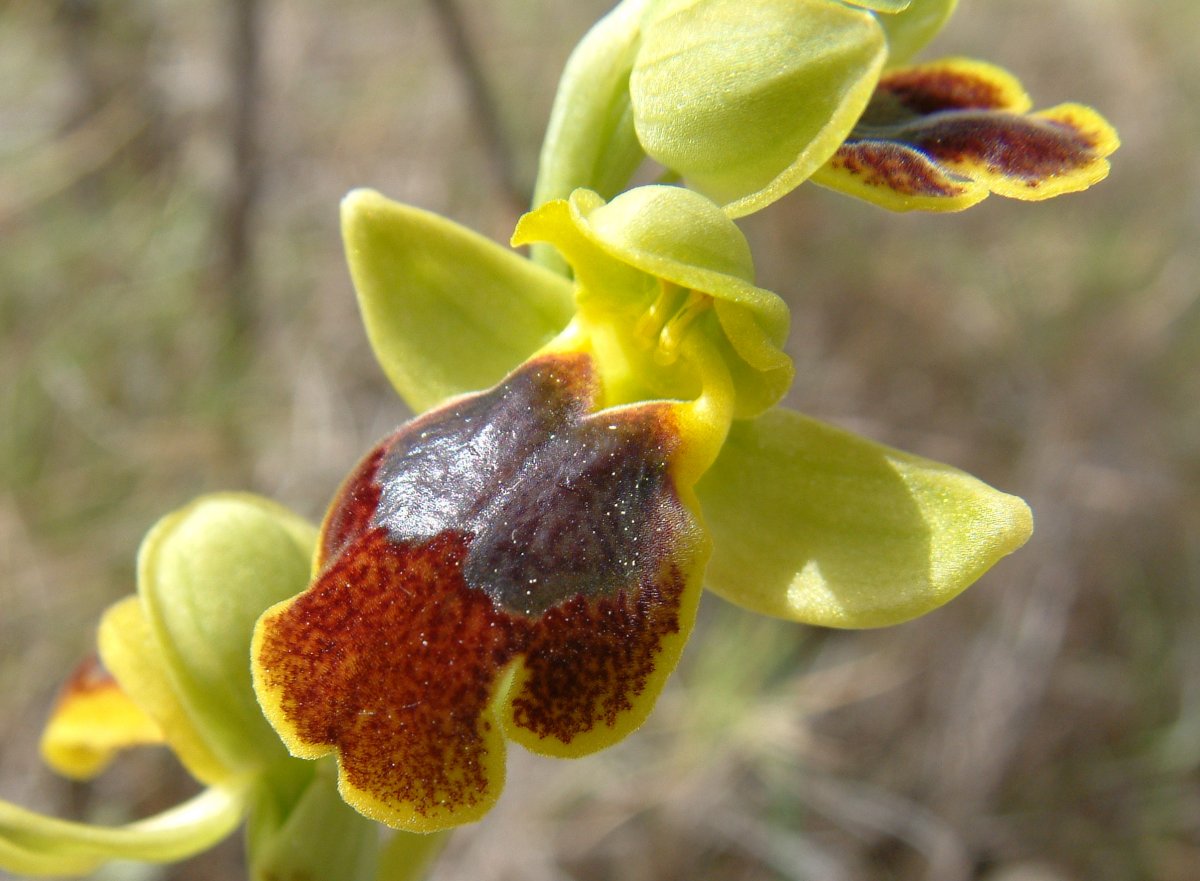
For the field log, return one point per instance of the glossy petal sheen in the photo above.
(745, 100)
(813, 523)
(447, 310)
(93, 720)
(510, 563)
(942, 136)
::::
Copy each entry above exactly; drop the pictures.

For the field log, return one point per instance of the glossy petal sheen in the photo above.
(745, 100)
(813, 523)
(447, 310)
(93, 720)
(510, 563)
(942, 136)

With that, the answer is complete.